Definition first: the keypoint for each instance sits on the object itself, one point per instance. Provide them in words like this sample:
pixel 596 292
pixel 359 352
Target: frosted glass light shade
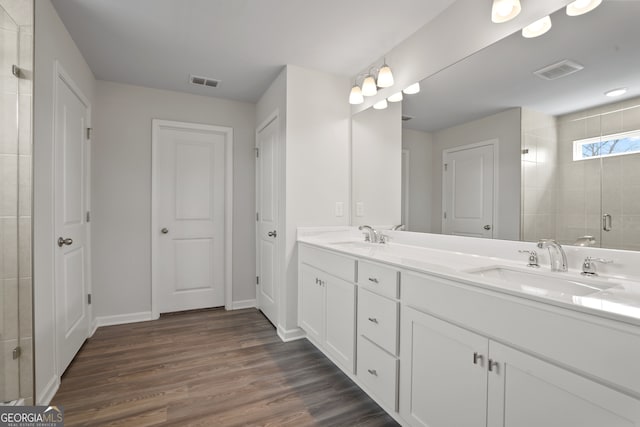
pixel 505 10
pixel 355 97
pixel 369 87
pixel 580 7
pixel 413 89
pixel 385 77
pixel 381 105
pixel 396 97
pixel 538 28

▶ [THE TASK] Please write out the entries above word for word, leaving out the pictures.

▶ [FINAL RESULT]
Definition first: the keypoint for each instance sits on the object itself, one point per instance. Provide them in words like this sample:
pixel 596 292
pixel 359 352
Target: frosted glass light shade
pixel 505 10
pixel 355 97
pixel 369 87
pixel 580 7
pixel 413 89
pixel 385 77
pixel 381 105
pixel 396 97
pixel 538 28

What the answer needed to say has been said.